* _TASK DETAILS_
Give the total number of lines in the data below that include "Target", and nothing else.

* _DATASET RECORDS_
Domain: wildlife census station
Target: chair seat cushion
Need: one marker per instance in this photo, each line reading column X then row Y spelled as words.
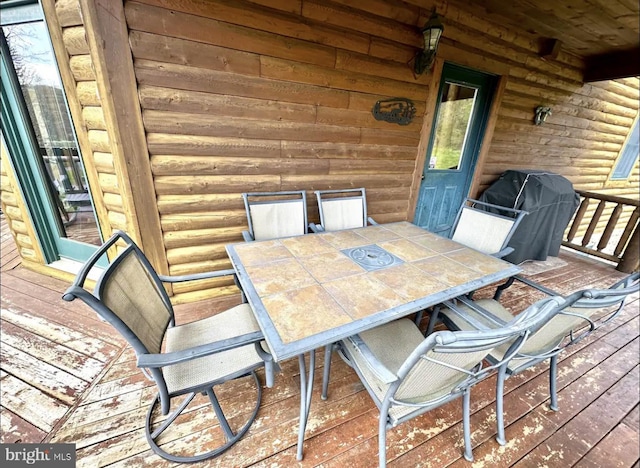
column 217, row 367
column 544, row 340
column 391, row 343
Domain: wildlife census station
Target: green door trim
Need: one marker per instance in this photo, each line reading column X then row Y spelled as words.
column 486, row 84
column 20, row 140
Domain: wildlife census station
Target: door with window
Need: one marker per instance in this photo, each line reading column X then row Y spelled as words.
column 39, row 136
column 464, row 99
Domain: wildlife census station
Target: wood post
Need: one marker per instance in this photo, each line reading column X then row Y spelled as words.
column 630, row 261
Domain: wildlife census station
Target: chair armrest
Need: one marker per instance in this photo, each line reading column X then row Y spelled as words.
column 374, row 365
column 532, row 284
column 196, row 276
column 539, row 287
column 175, row 357
column 476, row 324
column 316, row 228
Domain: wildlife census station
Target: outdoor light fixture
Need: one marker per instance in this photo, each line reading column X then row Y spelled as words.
column 541, row 115
column 431, row 33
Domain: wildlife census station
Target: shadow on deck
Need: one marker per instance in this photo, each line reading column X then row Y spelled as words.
column 65, row 377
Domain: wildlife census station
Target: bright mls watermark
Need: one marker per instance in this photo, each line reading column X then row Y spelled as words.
column 38, row 455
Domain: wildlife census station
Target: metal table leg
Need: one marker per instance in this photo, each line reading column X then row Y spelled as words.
column 306, row 388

* _RESULT_
9